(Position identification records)

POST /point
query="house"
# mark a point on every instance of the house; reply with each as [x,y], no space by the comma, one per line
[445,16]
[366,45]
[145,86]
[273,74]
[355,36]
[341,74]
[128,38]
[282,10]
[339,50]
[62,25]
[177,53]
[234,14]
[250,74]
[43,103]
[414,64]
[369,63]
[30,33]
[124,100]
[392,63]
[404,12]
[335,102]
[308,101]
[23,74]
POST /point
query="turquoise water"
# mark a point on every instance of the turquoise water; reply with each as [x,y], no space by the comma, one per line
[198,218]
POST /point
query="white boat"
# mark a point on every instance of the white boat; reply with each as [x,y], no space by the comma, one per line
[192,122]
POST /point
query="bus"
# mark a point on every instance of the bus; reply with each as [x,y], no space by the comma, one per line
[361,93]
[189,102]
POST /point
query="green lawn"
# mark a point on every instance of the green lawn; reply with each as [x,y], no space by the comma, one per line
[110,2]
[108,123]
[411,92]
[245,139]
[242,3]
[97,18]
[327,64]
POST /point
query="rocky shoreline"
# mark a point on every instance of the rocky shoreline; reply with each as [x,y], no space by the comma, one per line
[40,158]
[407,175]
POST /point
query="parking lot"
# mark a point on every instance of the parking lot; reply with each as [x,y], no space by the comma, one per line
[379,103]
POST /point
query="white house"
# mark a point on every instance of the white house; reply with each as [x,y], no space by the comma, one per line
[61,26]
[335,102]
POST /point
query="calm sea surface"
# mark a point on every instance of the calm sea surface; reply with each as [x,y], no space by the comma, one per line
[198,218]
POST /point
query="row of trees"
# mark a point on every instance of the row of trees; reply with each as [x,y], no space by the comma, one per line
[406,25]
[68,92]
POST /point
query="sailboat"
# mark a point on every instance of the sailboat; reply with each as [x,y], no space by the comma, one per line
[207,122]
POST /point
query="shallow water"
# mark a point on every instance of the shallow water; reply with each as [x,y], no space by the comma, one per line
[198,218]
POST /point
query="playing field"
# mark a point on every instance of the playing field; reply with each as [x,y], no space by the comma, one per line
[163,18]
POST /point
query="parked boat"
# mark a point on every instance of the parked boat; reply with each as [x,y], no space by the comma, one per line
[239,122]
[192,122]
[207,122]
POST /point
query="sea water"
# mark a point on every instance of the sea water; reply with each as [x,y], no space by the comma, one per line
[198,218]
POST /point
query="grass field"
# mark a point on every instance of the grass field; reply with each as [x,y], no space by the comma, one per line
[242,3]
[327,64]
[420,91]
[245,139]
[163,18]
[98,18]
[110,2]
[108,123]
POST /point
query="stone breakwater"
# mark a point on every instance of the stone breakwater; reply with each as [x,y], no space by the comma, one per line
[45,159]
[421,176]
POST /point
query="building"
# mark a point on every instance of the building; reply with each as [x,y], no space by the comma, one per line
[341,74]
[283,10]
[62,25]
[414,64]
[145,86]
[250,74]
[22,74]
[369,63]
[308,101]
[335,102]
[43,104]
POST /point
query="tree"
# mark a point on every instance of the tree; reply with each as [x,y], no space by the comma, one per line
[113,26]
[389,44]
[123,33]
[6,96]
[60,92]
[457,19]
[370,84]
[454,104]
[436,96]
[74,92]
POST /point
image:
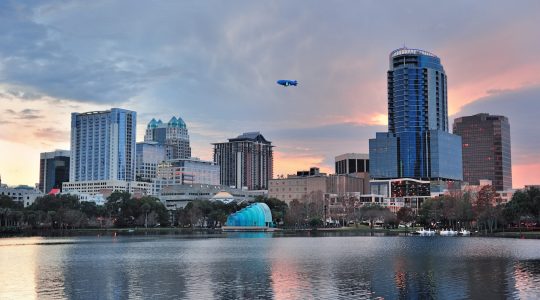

## [Given instruction]
Count how many lines in the listing above contain the string "rocky". Reply with the number alone.

## [Response to the task]
2